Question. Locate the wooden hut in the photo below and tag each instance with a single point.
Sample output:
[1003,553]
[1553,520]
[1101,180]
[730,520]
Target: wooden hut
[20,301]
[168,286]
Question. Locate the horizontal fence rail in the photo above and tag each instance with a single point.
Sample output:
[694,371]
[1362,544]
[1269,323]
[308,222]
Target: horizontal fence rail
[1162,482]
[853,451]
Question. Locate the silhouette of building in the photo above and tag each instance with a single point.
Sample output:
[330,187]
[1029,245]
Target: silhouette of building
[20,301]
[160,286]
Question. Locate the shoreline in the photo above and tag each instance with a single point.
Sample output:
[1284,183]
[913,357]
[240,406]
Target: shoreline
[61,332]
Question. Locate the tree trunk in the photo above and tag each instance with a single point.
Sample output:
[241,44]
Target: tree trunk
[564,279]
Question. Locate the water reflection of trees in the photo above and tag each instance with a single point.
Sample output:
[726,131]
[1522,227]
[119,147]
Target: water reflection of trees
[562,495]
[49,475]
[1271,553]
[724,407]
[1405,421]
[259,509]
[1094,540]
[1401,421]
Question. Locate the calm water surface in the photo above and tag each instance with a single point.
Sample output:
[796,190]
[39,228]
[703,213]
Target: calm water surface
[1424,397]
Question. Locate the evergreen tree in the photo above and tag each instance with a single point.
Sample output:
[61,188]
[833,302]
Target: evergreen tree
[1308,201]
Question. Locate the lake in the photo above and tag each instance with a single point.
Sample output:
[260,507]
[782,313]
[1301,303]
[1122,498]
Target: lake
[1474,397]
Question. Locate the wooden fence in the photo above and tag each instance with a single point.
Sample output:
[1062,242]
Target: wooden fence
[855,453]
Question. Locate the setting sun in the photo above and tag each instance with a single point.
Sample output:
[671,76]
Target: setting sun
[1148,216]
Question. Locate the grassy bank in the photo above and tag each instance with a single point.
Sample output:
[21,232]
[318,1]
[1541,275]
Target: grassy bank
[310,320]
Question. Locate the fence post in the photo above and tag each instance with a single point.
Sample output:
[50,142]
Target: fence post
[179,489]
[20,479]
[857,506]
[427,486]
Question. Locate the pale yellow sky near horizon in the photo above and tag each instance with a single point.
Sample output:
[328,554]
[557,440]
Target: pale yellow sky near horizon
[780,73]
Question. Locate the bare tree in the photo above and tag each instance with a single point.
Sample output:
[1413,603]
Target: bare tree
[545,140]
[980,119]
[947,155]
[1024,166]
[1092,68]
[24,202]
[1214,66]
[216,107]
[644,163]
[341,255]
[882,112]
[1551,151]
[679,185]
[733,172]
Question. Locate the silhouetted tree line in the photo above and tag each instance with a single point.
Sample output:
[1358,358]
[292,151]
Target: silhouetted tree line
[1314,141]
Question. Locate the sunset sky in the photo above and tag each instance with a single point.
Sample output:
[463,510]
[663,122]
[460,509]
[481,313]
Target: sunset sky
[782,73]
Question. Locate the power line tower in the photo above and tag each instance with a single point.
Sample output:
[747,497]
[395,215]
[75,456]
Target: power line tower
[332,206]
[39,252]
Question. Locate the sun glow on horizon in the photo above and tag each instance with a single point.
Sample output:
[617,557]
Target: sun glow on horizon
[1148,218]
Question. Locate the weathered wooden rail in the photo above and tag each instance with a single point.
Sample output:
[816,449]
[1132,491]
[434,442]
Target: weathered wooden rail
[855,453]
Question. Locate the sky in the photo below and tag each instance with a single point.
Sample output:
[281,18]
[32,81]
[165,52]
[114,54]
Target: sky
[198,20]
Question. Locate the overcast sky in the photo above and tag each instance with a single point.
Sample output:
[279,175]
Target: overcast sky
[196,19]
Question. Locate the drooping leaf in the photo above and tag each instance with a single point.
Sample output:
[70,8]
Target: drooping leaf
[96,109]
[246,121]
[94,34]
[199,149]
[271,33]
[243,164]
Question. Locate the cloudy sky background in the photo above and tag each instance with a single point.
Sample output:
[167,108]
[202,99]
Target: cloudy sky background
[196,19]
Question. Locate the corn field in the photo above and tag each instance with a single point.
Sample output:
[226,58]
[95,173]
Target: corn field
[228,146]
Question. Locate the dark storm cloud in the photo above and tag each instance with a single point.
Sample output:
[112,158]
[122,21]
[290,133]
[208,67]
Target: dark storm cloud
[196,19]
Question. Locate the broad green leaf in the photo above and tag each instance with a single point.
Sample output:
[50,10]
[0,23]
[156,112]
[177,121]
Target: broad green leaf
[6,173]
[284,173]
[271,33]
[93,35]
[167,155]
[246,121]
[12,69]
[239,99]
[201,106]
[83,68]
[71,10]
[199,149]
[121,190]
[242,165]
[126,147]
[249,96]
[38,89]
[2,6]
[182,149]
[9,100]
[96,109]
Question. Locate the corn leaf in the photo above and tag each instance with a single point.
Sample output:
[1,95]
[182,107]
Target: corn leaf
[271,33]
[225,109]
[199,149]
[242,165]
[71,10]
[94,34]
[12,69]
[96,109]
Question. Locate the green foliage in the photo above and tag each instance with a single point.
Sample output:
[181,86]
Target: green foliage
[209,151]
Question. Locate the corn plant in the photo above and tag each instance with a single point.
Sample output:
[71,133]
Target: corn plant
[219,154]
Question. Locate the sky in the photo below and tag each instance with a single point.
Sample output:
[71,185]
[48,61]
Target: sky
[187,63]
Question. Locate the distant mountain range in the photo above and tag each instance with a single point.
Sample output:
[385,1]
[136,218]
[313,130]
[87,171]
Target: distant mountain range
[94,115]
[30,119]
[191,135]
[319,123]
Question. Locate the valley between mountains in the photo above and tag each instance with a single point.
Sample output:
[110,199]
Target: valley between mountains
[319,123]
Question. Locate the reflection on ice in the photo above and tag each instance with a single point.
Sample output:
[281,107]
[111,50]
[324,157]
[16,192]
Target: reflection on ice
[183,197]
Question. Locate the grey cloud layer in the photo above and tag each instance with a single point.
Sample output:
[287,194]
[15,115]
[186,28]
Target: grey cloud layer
══════════
§ **Task directions**
Reproduce all of the records above verbatim, with no changes.

§ **Task answer**
Question. Locate the wooden hut in the photo below and tag each instance with a single point.
Sample output:
[1003,553]
[1553,520]
[1101,180]
[730,520]
Target: wooden hut
[20,301]
[168,286]
Question. Locate the horizontal fence rail in the photo above and tag each instance with a single point.
Sample output:
[694,371]
[1362,544]
[1269,323]
[308,222]
Target: horizontal fence rail
[1162,482]
[853,451]
Question. Locate the silhouette of building in the photo above and tag each instance with a single point.
Sample output:
[330,187]
[1029,245]
Target: silhouette of building
[20,301]
[160,286]
Question. Locate the shoreline in the photo above and tag each instance with a single point.
Sample output:
[1284,183]
[913,357]
[240,406]
Target: shoreline
[61,332]
Question. Locate the tree trunk in the photo above and tag each instance with a single point.
Sample output:
[241,44]
Target: tree trunk
[564,279]
Question. Locate the water reflection of trees in the photo above and tag each instance with a single point.
Sample output:
[726,131]
[1522,227]
[119,147]
Target: water reflection of trees
[562,495]
[49,475]
[1271,553]
[724,407]
[1405,421]
[259,509]
[1094,540]
[1401,421]
Question. Locate the calm water surface in the photo above and tag each instance with a single point.
Sample output:
[796,190]
[39,228]
[703,213]
Target: calm water surface
[1424,397]
Question. Locate the evergreen tree in the photo above and tag each instance with a single point.
Sample output:
[61,188]
[833,302]
Target: evergreen tree
[1308,201]
Question. Locate the lake in the photo above and tag each instance with a single point.
Sample output:
[260,507]
[782,313]
[1301,303]
[1122,498]
Target: lake
[1474,397]
Question. Locate the wooden fence in the photo above and tag each instance with a single point.
Sample output:
[1062,242]
Target: wooden fence
[855,453]
Question. Locate the setting sun in the photo above and tag each instance with a single point.
Sample output:
[671,76]
Target: setting sun
[1148,216]
Question. Locate the grassy bank in the photo above and tag each instance with a single point.
Sample output:
[21,232]
[318,1]
[1541,275]
Target: grassy bank
[310,320]
Question. Locate the fence post in the photo above and tag each instance with a single point.
Sample output:
[50,142]
Target: fence post
[179,489]
[20,479]
[857,506]
[427,486]
Question. Locate the pale yellow sky near horizon in the photo above and tag each instance with a single point.
Sample output:
[328,554]
[557,440]
Target: pale yellow sky near horizon
[780,73]
Question. Locate the bare tree in the photo above and tag each instance with a single point.
Sample output:
[1413,603]
Target: bare tree
[545,140]
[980,119]
[947,155]
[1024,166]
[1092,68]
[24,202]
[1214,66]
[216,107]
[644,163]
[341,255]
[882,112]
[1551,151]
[679,185]
[733,172]
Question. Locate the silhouetted tree line in the photo above and tag each instance with a single point.
Sample output:
[1358,358]
[292,151]
Target: silhouetted tree line
[1314,141]
Question. Locate the sunset sky in the photo above and tag each instance with a single point.
Sample output:
[463,510]
[663,122]
[460,509]
[481,313]
Target: sunset sky
[782,73]
Question. Locate the power line tower in the photo above and tag each instance with a single point.
Sample output:
[747,497]
[395,215]
[75,456]
Target: power line tower
[332,206]
[39,252]
Question. Locate the sun glow on horizon in the photo above and tag each instance with a single point.
Sample output:
[617,557]
Target: sun glow on horizon
[1148,218]
Question. Locate the weathered wooden rail in the photo above and tag each instance with a single point.
Sample output:
[816,449]
[1132,491]
[434,442]
Target: weathered wooden rail
[855,453]
Question. Locate the sky in the photo below and tag each instance with a single point.
Sample output:
[281,18]
[32,81]
[165,52]
[114,54]
Target: sky
[198,20]
Question. Locate the overcast sky in the photo above and tag each instance with a single point.
Sample output:
[279,175]
Target: overcast sky
[196,19]
Question. Locate the drooping leaf in the photo above and tag each instance with a single point.
Sample output:
[70,8]
Target: drooping leaf
[96,109]
[246,121]
[94,34]
[199,149]
[271,33]
[243,164]
Question. Locate the cloudy sky background in the photo above and tag each instance with a single point.
Sample output:
[167,108]
[202,99]
Target: cloudy sky background
[196,19]
Question. Locate the corn field in the photo above and tag each instance with a single point.
Sample output:
[226,58]
[95,173]
Target: corn field
[228,146]
Question. Locate the dark storm cloud in the photo above and tag each instance with a single point.
Sample output:
[112,158]
[122,21]
[290,133]
[208,67]
Target: dark storm cloud
[196,19]
Question. Locate the broad green leaf in the photo above and tag each instance with a single point.
Sample output:
[50,10]
[0,23]
[156,112]
[177,121]
Target: broad green leaf
[6,173]
[284,173]
[271,33]
[93,35]
[167,155]
[246,121]
[12,69]
[239,99]
[201,106]
[83,68]
[71,10]
[199,149]
[121,190]
[242,165]
[126,147]
[249,96]
[38,89]
[2,6]
[182,149]
[9,100]
[96,109]
Question. Locate the corn leaf in the photo above and tag each instance with a single point.
Sample output:
[1,95]
[182,107]
Target: corn leaf
[271,33]
[225,109]
[199,149]
[242,165]
[71,10]
[94,34]
[12,69]
[96,109]
Question. Locate the green foliage in the photo above and tag each instance with a single point.
Sample output:
[181,86]
Target: green foliage
[209,151]
Question. Locate the corn plant in the photo above and tag each instance with a single point.
Sample output:
[71,133]
Target: corn plant
[219,154]
Question. Locate the sky in the photo below and tag each instance with a single point.
Sample output:
[71,185]
[48,61]
Target: sky
[187,63]
Question. Locate the distant mountain range in the photo above and tag each instance with a single point.
Sample output:
[385,1]
[136,218]
[313,130]
[87,171]
Target: distant mountain range
[94,115]
[30,119]
[191,135]
[319,123]
Question. Locate the valley between mountains in the photo above and tag each instance with a single point.
Sample output:
[110,199]
Target: valley between mountains
[319,123]
Question. Locate the reflection on ice in the photo above and tag each instance with a single point.
Sample output:
[281,107]
[111,50]
[324,157]
[16,192]
Target: reflection on ice
[183,197]
Question. Locate the grey cloud layer in the photo above and tag each instance with a single point.
Sample output:
[287,194]
[15,115]
[186,28]
Target: grey cloud layer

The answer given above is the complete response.